[What this task involves] Edit the lines of the listing from the line with "Target: black polo shirt" up to and including the line with "MULTIPOLYGON (((434 306, 421". Replace "exterior ring" with "outer ring" and keep everything else unchanged.

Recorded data
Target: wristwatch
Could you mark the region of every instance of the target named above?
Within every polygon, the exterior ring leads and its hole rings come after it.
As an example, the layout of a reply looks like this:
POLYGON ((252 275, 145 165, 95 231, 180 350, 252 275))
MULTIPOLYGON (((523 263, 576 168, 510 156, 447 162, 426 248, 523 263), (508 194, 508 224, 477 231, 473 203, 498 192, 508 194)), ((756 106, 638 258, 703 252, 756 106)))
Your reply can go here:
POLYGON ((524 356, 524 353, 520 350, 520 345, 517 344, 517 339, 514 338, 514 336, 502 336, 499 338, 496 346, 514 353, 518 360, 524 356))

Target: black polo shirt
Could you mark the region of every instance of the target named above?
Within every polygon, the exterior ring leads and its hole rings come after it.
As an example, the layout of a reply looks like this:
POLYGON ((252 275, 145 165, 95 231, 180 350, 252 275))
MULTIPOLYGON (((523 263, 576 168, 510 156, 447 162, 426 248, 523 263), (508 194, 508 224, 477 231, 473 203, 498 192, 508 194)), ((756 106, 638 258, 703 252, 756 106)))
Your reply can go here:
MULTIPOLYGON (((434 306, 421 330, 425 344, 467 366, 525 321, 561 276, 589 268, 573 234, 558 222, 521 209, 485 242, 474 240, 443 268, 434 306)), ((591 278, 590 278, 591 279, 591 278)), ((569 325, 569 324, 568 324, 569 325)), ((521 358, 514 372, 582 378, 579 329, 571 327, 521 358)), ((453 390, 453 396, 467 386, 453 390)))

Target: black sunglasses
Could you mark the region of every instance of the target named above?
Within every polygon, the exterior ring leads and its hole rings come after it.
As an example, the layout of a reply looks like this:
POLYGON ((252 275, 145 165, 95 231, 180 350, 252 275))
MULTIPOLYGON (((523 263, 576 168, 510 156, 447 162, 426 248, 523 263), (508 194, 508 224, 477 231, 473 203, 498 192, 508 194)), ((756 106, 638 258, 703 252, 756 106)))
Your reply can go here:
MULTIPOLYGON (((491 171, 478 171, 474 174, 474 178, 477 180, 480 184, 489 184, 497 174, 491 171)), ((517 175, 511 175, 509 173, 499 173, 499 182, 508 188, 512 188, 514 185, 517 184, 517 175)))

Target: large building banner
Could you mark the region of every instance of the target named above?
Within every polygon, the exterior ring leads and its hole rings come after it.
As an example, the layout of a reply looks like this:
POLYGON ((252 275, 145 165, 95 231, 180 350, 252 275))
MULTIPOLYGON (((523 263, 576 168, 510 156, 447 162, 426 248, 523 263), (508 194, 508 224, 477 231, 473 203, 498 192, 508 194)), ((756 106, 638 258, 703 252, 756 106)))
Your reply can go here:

[Task response]
Target: black polo shirt
Could you mark the region of every instance of the target named above?
Within every polygon, the outer ring leads and its hole rings come after it.
As an example, the layout of a reply looks like this:
POLYGON ((252 275, 145 165, 95 231, 180 350, 252 275))
MULTIPOLYGON (((523 263, 576 168, 510 156, 447 162, 426 248, 523 263), (508 194, 508 224, 477 231, 473 203, 498 192, 508 194)), ((756 106, 638 258, 703 252, 756 106)))
Your reply can go here:
MULTIPOLYGON (((434 306, 421 330, 425 344, 467 366, 525 321, 561 276, 589 268, 573 234, 558 222, 521 209, 485 242, 474 240, 443 268, 434 306)), ((591 278, 590 278, 591 279, 591 278)), ((569 325, 569 324, 568 324, 569 325)), ((521 358, 514 372, 582 378, 579 329, 571 327, 521 358)), ((453 390, 453 396, 467 386, 453 390)))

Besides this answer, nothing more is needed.